-------- Document extract --------

I loved both their styles, and believe me we had great fun finding lace, and favours, and antique napkins with the right initials for the bride and groom and silver cutlery and an antique veil and … and … well the list went on for ever.

So I wondered what your thoughts or experience are of this, have you already been or are you about to be a mother or father at a wedding?  Is your opinion sought, do you feel involved, or are you actually quite happy to do nothing more than turn up looking lovely on the big day?

all pictures from pinterest


Emm February 19, 2014 - 6:55 pm

Oh my, I thought you were going to make some kind of announcement there.

I think mama really has to let the couple do whatever their thing is, with perhaps some gentle guidance if plans start to get too bizarre. And I *love* those napkin rings!

Peggy Braswell February 19, 2014 - 7:25 pm

hmmm since I do not have a son + daughter that is married yet. + I will expound on the wedding. I think mama should respect daughters wishes + only do things when mom is asked.

-------- Stored records --------

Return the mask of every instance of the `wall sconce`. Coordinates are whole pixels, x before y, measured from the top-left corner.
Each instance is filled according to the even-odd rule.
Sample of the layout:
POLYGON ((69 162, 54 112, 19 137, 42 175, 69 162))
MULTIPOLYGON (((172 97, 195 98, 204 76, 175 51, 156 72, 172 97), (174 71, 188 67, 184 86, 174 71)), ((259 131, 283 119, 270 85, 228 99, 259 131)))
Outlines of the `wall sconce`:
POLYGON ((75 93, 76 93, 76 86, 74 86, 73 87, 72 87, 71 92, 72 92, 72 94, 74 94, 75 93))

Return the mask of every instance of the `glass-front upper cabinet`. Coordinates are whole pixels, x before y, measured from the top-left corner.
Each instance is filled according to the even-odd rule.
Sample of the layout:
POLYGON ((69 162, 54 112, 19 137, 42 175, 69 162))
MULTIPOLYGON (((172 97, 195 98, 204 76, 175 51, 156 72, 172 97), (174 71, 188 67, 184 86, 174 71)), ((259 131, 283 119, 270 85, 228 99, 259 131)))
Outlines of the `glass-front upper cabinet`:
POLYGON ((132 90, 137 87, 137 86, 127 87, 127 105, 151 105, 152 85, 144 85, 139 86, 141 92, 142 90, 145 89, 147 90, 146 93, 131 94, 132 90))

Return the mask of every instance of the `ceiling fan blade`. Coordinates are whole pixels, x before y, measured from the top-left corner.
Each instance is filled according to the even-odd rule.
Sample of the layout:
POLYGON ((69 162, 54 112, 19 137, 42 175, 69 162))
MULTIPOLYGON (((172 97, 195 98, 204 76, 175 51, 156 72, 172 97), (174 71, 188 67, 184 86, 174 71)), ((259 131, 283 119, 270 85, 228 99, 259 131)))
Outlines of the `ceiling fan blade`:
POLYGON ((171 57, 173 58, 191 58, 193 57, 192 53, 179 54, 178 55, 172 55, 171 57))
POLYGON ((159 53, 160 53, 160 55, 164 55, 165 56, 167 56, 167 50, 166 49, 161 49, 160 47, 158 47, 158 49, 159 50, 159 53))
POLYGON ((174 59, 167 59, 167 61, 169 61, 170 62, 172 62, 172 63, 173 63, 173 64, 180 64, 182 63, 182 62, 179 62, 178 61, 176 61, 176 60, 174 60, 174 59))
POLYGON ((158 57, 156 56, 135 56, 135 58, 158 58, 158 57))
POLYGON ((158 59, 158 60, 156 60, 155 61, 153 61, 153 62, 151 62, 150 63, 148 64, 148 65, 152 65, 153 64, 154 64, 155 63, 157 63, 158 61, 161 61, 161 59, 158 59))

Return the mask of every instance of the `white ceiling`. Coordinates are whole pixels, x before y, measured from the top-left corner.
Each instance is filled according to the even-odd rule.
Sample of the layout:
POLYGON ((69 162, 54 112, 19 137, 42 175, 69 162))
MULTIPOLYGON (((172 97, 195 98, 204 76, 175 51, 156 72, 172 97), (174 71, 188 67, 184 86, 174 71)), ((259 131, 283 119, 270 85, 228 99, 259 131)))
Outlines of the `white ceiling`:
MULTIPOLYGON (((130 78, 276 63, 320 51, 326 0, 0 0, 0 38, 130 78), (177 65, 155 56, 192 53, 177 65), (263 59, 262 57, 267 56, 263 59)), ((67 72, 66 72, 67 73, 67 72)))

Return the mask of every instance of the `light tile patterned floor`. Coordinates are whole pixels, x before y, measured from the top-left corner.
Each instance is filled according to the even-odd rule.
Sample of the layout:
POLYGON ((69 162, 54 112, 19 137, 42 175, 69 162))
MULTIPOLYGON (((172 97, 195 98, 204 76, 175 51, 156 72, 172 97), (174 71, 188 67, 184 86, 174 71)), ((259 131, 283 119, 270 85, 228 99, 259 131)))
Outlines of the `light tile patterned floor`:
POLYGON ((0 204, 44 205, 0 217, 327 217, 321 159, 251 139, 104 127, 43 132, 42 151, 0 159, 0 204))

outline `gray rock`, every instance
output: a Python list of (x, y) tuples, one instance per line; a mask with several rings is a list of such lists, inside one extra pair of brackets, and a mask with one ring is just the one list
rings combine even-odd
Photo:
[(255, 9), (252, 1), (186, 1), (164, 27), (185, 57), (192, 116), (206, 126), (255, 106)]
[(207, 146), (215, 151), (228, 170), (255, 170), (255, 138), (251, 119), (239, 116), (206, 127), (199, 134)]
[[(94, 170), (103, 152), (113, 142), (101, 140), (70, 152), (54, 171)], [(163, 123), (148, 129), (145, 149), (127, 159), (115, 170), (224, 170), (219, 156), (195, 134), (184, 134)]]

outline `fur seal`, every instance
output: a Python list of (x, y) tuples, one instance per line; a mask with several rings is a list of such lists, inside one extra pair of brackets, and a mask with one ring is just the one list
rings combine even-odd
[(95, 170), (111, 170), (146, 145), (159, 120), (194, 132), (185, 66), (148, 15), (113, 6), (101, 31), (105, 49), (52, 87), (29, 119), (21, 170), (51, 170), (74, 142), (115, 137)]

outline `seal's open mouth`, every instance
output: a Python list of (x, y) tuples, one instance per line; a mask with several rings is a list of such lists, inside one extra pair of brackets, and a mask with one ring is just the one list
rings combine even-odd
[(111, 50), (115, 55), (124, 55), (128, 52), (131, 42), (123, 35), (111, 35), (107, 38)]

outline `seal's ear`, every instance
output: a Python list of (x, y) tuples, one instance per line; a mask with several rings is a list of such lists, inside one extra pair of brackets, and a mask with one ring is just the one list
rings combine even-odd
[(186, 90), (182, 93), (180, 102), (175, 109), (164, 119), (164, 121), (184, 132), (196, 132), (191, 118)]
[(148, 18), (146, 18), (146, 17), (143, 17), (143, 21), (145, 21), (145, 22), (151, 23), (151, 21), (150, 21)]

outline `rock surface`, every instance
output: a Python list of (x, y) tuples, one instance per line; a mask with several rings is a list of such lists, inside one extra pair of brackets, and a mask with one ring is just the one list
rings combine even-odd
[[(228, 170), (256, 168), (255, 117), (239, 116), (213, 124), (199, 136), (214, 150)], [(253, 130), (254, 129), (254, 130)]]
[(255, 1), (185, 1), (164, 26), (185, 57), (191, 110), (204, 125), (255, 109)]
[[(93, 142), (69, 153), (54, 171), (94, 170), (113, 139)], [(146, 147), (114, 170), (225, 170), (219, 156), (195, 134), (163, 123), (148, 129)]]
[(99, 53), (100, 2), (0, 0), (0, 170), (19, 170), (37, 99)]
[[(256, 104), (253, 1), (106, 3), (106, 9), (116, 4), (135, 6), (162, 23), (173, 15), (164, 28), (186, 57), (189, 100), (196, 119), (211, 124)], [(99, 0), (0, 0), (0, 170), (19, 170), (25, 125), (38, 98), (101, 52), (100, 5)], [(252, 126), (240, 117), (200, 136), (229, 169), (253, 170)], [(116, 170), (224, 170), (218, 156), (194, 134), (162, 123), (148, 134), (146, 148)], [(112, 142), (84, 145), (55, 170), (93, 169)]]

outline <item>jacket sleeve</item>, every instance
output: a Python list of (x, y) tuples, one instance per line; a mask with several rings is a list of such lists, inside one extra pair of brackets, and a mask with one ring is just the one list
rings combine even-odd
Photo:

--------

→ **To be done**:
1) Translate into Spanish the following sentence from the wedding planning excerpt: "I think mama really has to let the couple do whatever their thing is, with perhaps some gentle guidance if plans start to get too bizarre."
2) Reproduce the part of the wedding planning excerpt that begins at the words "Oh my, I thought" and stops after "those napkin rings!", substituting "table runners" for "napkin rings".
3) In the wedding planning excerpt, what date and time are shown on the comment by Emm?

→ **Answers for this exercise**:
1) Creo que mamá realmente tiene que dejar que la pareja haga lo que sea lo suyo, quizás con alguna orientación suave si los planes empiezan a volverse demasiado extravagantes.

2)
Oh my, I thought you were going to make some kind of announcement there.

I think mama really has to let the couple do whatever their thing is, with perhaps some gentle guidance if plans start to get too bizarre. And I *love* those table runners!

3) February 19, 2014, at 6:55 pm.